Heroes: Remembering the combatant and the peasant

TOGETHER AS ONE . . . There are those who relegate the role of the peasant in the war of liberation but the one with the gun and the one with a cooking pot both played a significant role

TOGETHER AS ONE . . . There are those who relegate the role of the peasant in the war of liberation but the one with the gun and the one with a cooking pot both played a significant role

Nick Mangwana View From the Diaspora
When this piece was started it had been titled “Truth be Told” but truth is always told in this column. So the title was changed to bring what it is all about in one line.

The month of August is dedicated to our heroes. When one commemorates the departed there is always a sombre and honest reflection that has to accompany it.

Reality has to be checked against principles, intentions and actions to see how honourable these have remained. When this columnist celebrates the life of his father who passed on 23 years ago, it is the same.

There is always a moment of reflection of what he stood for, there is some questioning whether as a parent he achieved the objectives he set out to.

There is also the question of whether those that remain represent that which he fought to achieve through them in his whole life. It is a moment of reckoning.

The same template is applied when we mark the lives of those that lost theirs to bring us independence. Have we achieved the ideals they lost it for? Are we still on the course they set so many decades ago?

The objective is not to make it comfortable for the editor, reader or the establishment. It is a “look where we are today” moment. If we can’t be honest with ourselves, then we are insulting the dead and their memory. It is better to take off the holiday from the calendar than to lie to them and their legacy. We shall tell the truth and the truth shall set us free.

The stated primary objective of the war for the liberation of Zimbabwe was to attain black majority rule and build an independent, multiracial country with equitable distribution of wealth among its people. One might ask, “What about the land?”.

Well, the land is the basis of the wealth. Controlling the land meant controlling the minerals in its belly, the farming activities as well as the interesting sites on top of it that attracted tourists. So, yes, the land was at the heart of the national grievance as it embodied both a social and economic cause.

If we are embarking on some kind of African context scientific socialism, how can we live with ourselves when we have people that are hoarding 10 000 hectares of land they did not pay for and yet we have a half a million people seeking land they can’t even get a square metre of it?

The only reason the war gained legitimacy and appeal among the peasant was because at the heart of it was the “land issue” and the mere mention of it made the objectives make sense.

The Fast Track Land Redistribution Programme should be celebrated for providing land to 300 000 families, that is great achievement. But it also provided the nation with oligarchs and land hoarders, that cannot be ignored.

The replacement of the cruel Boer with an equally worker insensitive “black Boer” cannot be ignored either. Besides the absence of insensitive and condescending racial slur, the rest of the treatment of the worker is the same, if not worse. This is not what the peasant fought for. This is certainly not what most of the combatants fought for.

There are those who relegate the role of the peasant in all this but the one with the gun and the one with a cooking pot both played a significant role.

### [GIVEN INSTRUCTION 1]
Write out the column on remembering heroes from "The replacement of" up to and including "a significant role.".

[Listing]
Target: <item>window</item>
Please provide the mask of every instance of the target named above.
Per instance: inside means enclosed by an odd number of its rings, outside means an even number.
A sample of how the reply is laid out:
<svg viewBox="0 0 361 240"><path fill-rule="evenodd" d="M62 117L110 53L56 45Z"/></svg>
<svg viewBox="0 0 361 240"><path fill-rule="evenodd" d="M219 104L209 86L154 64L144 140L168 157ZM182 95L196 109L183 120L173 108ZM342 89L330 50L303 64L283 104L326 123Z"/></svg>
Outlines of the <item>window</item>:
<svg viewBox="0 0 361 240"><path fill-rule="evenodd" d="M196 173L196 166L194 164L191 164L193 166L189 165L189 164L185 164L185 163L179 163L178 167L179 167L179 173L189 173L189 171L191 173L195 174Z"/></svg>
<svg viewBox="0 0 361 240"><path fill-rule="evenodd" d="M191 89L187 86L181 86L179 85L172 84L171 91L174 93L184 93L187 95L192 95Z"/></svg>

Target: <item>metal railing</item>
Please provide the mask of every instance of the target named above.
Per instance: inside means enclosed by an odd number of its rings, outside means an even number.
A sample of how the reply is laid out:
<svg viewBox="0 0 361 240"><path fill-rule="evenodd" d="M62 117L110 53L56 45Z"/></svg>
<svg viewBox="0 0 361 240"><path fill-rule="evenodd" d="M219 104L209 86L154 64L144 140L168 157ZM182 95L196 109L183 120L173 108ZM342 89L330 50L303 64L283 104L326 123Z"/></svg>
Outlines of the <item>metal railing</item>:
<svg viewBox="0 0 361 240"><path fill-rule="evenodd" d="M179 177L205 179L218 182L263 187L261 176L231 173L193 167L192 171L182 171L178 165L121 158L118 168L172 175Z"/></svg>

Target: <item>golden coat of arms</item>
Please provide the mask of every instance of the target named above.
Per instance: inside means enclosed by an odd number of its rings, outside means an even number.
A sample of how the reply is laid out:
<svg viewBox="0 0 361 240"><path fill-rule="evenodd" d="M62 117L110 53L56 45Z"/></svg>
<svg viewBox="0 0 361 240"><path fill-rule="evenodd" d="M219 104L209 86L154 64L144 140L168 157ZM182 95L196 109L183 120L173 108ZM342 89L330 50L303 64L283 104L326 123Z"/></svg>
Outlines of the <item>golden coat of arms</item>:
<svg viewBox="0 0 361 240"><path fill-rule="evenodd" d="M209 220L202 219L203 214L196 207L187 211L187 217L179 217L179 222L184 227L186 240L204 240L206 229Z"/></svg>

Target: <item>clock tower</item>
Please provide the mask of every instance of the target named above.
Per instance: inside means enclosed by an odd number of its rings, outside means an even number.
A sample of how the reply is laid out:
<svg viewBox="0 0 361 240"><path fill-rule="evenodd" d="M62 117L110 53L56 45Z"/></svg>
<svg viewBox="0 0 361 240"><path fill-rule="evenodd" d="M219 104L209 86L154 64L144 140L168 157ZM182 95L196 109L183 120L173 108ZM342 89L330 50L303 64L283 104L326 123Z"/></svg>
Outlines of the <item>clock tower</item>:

### [GIVEN INSTRUCTION 2]
Substitute "occurrence" for "instance" in the listing, from its first line up to and including the line with "89L187 86L181 86L179", and give only those lines with nothing else changed.

### [COMPLETE ANSWER 1]
The replacement of the cruel Boer with an equally worker insensitive “black Boer” cannot be ignored either. Besides the absence of insensitive and condescending racial slur, the rest of the treatment of the worker is the same, if not worse. This is not what the peasant fought for. This is certainly not what most of the combatants fought for.

There are those who relegate the role of the peasant in all this but the one with the gun and the one with a cooking pot both played a significant role.

### [COMPLETE ANSWER 2]
Target: <item>window</item>
Please provide the mask of every occurrence of the target named above.
Per occurrence: inside means enclosed by an odd number of its rings, outside means an even number.
A sample of how the reply is laid out:
<svg viewBox="0 0 361 240"><path fill-rule="evenodd" d="M62 117L110 53L56 45Z"/></svg>
<svg viewBox="0 0 361 240"><path fill-rule="evenodd" d="M219 104L209 86L154 64L144 140L168 157ZM182 95L196 109L183 120L173 108ZM342 89L330 50L303 64L283 104L326 123Z"/></svg>
Outlines of the <item>window</item>:
<svg viewBox="0 0 361 240"><path fill-rule="evenodd" d="M196 173L196 166L194 164L191 164L193 166L189 165L189 164L185 164L185 163L179 163L178 167L179 167L179 173L189 173L189 171L191 173L195 174Z"/></svg>
<svg viewBox="0 0 361 240"><path fill-rule="evenodd" d="M191 89L187 86L181 86L179 85L172 84L171 91L174 93L184 93L187 95L192 95Z"/></svg>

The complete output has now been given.